## [Work to be completed]
Take the line containing "Query: overcast sky" in the listing below and copy it, along with every line after it, without alteration.

## [Supplied data]

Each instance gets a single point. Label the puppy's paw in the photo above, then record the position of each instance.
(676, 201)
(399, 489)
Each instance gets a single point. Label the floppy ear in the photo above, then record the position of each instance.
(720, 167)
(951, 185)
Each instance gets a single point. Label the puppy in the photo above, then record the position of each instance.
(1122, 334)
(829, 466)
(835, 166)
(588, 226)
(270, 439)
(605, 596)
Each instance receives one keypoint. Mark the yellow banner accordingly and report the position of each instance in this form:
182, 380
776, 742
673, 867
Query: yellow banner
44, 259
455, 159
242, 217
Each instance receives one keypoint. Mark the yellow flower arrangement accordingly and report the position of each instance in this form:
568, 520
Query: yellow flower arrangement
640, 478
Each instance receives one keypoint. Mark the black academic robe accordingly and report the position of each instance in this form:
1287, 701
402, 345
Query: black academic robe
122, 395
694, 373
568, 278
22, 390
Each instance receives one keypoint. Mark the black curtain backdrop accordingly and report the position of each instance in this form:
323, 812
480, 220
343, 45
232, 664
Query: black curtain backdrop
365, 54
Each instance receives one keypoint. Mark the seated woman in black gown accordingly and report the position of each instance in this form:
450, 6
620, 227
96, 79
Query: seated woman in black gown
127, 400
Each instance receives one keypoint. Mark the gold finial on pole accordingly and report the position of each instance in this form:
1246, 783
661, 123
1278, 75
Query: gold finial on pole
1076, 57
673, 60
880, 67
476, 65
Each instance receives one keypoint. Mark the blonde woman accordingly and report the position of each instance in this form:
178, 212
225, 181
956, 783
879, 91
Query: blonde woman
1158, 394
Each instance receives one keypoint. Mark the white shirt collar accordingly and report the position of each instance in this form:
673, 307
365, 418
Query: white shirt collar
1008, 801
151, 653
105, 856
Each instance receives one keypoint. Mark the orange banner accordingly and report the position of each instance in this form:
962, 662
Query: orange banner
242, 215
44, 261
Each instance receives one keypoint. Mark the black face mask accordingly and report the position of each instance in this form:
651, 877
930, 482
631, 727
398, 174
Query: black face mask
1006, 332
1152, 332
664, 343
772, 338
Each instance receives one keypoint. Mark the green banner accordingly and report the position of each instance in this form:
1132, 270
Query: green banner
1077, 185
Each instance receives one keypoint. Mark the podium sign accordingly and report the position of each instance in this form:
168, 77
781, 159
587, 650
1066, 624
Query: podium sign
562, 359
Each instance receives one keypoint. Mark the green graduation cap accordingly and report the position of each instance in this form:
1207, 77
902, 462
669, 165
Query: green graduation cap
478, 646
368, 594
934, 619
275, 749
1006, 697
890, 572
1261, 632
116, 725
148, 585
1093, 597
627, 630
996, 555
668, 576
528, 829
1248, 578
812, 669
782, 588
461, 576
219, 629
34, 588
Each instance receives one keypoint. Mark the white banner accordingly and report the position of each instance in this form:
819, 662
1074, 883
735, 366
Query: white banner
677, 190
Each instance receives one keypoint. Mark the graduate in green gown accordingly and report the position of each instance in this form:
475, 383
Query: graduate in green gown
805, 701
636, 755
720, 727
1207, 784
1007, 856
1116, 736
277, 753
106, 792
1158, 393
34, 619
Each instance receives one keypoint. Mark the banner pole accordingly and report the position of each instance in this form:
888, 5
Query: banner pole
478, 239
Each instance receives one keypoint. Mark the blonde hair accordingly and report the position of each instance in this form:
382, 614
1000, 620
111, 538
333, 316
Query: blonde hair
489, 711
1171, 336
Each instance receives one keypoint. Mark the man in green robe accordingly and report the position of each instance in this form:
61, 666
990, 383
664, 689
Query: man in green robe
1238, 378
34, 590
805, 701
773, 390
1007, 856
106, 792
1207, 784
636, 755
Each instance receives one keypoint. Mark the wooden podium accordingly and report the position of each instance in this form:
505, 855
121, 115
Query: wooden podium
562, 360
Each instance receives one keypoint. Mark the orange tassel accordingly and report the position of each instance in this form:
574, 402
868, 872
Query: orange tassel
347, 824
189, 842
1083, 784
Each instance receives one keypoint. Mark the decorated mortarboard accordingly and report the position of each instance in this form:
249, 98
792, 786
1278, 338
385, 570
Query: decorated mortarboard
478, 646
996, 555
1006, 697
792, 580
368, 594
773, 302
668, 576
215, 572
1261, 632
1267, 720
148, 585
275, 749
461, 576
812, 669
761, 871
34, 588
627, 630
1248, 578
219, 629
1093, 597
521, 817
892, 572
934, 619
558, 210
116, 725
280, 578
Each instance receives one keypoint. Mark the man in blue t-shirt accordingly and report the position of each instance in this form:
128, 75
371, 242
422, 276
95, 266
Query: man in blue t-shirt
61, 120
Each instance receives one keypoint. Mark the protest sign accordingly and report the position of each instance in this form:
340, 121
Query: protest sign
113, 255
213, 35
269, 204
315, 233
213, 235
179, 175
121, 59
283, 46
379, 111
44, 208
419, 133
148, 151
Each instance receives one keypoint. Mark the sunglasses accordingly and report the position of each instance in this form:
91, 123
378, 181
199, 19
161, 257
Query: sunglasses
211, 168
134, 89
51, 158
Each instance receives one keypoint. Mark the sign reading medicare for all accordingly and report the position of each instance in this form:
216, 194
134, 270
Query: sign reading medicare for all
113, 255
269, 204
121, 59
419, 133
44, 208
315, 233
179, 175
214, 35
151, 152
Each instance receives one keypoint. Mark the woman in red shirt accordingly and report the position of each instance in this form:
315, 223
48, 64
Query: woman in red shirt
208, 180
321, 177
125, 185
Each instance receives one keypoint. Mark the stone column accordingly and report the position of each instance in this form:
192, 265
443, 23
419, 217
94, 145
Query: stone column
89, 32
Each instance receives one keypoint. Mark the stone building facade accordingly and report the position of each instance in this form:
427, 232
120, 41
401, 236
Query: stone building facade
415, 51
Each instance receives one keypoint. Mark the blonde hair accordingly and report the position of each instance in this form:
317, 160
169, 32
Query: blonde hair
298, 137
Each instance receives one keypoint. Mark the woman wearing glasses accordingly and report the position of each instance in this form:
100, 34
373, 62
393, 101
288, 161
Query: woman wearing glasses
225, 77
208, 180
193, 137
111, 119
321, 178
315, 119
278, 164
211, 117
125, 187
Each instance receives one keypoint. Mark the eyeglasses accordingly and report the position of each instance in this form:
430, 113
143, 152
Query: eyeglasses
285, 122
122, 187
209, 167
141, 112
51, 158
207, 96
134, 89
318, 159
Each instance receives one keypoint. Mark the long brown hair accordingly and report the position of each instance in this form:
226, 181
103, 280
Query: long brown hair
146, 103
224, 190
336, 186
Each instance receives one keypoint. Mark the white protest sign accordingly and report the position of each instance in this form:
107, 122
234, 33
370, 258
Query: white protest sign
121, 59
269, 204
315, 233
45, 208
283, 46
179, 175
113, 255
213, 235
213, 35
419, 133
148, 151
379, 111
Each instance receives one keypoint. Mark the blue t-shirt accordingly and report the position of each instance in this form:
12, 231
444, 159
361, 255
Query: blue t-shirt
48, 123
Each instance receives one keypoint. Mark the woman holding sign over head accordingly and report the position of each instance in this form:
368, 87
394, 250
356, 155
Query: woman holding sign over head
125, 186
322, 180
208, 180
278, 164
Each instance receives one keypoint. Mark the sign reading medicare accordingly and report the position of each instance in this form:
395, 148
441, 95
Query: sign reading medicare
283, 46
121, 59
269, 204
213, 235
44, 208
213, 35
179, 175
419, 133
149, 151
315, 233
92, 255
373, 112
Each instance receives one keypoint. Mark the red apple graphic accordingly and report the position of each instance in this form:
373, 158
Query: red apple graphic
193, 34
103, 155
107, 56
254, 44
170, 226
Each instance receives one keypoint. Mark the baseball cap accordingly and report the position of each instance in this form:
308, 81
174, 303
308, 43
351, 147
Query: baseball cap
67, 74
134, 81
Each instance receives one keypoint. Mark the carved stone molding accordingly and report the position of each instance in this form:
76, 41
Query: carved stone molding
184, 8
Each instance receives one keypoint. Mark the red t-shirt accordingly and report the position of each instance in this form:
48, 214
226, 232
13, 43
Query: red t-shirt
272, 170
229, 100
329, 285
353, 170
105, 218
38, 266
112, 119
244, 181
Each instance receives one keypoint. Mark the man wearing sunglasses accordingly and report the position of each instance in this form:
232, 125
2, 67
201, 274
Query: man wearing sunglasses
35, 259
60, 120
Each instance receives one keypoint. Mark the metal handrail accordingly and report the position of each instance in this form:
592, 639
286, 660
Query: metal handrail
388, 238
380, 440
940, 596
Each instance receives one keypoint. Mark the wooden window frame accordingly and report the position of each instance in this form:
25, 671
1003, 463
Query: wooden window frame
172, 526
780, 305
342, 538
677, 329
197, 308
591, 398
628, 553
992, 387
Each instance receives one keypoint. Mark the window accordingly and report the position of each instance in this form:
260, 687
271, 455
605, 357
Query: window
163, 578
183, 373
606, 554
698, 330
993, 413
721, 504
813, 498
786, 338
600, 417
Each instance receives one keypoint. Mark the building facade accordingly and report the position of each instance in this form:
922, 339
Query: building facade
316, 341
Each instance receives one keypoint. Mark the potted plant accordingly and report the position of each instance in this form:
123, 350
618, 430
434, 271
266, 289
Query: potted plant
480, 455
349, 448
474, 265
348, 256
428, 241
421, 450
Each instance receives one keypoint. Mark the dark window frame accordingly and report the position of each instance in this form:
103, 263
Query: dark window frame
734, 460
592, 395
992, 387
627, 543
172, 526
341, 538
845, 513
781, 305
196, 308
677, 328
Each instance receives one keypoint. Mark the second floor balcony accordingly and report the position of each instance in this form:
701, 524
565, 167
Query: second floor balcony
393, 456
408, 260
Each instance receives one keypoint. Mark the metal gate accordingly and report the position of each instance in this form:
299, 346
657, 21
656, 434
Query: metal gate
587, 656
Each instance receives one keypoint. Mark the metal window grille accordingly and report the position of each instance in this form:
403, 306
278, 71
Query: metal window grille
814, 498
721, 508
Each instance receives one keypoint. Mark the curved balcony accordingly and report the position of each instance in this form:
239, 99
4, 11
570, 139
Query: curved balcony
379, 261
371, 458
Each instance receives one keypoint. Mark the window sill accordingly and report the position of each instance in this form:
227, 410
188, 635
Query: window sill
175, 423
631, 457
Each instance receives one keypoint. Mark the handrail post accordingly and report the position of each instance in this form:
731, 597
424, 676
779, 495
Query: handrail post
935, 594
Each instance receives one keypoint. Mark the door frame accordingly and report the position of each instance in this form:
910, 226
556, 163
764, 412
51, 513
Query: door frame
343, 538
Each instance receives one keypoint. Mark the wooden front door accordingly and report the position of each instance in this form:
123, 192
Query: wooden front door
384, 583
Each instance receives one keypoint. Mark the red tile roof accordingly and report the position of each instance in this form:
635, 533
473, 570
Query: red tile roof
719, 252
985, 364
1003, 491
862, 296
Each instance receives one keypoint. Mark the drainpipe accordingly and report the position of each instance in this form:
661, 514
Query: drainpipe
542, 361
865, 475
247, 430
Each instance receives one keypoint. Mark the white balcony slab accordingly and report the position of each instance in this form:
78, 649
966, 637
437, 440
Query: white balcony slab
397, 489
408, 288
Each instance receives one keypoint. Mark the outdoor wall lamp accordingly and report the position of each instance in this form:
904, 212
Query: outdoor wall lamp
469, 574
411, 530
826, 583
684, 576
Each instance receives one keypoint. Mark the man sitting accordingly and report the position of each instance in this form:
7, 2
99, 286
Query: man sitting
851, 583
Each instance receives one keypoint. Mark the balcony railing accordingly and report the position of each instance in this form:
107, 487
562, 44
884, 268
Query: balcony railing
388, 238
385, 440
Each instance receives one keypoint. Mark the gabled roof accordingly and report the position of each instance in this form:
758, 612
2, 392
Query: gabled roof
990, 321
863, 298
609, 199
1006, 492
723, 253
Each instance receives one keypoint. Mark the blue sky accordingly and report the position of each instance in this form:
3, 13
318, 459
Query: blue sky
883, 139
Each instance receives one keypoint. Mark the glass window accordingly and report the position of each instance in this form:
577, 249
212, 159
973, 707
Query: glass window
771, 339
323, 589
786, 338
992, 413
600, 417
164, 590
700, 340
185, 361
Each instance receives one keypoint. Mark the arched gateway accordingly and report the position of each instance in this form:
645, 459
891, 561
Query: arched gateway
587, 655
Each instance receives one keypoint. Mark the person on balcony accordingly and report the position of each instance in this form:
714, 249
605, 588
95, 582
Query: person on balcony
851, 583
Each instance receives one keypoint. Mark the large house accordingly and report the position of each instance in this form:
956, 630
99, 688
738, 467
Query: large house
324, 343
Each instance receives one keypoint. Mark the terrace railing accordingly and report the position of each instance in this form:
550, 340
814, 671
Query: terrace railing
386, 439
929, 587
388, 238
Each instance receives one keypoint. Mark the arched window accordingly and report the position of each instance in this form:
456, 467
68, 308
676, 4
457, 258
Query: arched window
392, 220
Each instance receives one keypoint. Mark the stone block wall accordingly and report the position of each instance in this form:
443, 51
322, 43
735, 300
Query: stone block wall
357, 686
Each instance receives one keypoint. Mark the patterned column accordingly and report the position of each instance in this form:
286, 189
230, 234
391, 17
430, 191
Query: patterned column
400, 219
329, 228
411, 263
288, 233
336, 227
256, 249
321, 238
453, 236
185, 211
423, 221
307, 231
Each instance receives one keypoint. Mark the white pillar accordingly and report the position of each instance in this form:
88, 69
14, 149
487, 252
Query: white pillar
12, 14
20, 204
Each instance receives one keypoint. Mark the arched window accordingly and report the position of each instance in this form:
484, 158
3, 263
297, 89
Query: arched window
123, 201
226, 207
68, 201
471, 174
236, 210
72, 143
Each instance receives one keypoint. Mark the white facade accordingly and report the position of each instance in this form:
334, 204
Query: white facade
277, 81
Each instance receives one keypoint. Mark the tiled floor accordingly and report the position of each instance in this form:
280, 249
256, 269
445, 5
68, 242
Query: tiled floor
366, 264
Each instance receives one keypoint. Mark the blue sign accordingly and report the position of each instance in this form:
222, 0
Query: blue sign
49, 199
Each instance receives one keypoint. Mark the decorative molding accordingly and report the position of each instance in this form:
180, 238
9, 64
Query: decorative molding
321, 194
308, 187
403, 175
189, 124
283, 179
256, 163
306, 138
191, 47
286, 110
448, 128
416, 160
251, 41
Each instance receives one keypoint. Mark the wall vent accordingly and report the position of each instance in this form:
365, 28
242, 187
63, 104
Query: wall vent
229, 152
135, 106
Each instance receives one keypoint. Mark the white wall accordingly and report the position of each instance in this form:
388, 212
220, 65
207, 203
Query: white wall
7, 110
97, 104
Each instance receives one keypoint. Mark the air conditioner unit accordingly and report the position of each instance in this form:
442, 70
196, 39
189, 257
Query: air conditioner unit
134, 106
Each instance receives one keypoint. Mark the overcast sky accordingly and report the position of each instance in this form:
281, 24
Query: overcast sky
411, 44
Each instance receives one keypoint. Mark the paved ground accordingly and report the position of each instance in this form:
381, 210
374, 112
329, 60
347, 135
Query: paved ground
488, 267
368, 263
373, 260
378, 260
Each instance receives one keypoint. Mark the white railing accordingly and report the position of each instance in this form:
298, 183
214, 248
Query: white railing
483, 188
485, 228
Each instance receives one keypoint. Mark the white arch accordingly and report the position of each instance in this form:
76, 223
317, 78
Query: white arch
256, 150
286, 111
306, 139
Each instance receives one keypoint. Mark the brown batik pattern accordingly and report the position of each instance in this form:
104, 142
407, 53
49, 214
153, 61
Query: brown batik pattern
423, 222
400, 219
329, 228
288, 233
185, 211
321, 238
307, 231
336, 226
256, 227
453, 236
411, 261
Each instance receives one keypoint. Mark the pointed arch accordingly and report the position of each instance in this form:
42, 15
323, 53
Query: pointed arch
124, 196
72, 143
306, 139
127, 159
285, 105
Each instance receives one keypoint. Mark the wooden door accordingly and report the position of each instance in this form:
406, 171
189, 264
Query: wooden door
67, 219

## [Exercise response]
Query: overcast sky
411, 44
Each instance receives one keypoint. Mark the paved ground accordingly and report the position of each instance in this form:
381, 210
374, 112
329, 60
347, 135
Query: paved ground
488, 267
368, 263
373, 260
378, 260
Each instance receives one keypoint. Mark the white railing accordingly and report the position of each instance in this form:
298, 183
214, 248
Query: white railing
483, 188
485, 228
Each instance receives one keypoint. Mark the white arch accordingly and report the position of each instance in this form:
76, 223
317, 78
Query: white arch
256, 150
286, 111
306, 139
Each instance receives one keypoint. Mark the brown batik pattern accordingly and report the position of each instance in this form:
104, 142
407, 53
49, 214
153, 61
Query: brown batik pattern
423, 222
400, 219
329, 228
288, 233
185, 211
321, 238
307, 231
336, 226
256, 227
453, 236
411, 261
Each instance receives one keypoint. Mark the pointed arch accordingly and report the position of each instance in this form:
42, 15
323, 53
Query: pointed arch
124, 196
72, 143
306, 139
127, 159
285, 105
Each instance receives one keypoint. Mark the wooden door accordingly and report the position of each instance in this form:
406, 171
189, 264
Query: wooden door
67, 219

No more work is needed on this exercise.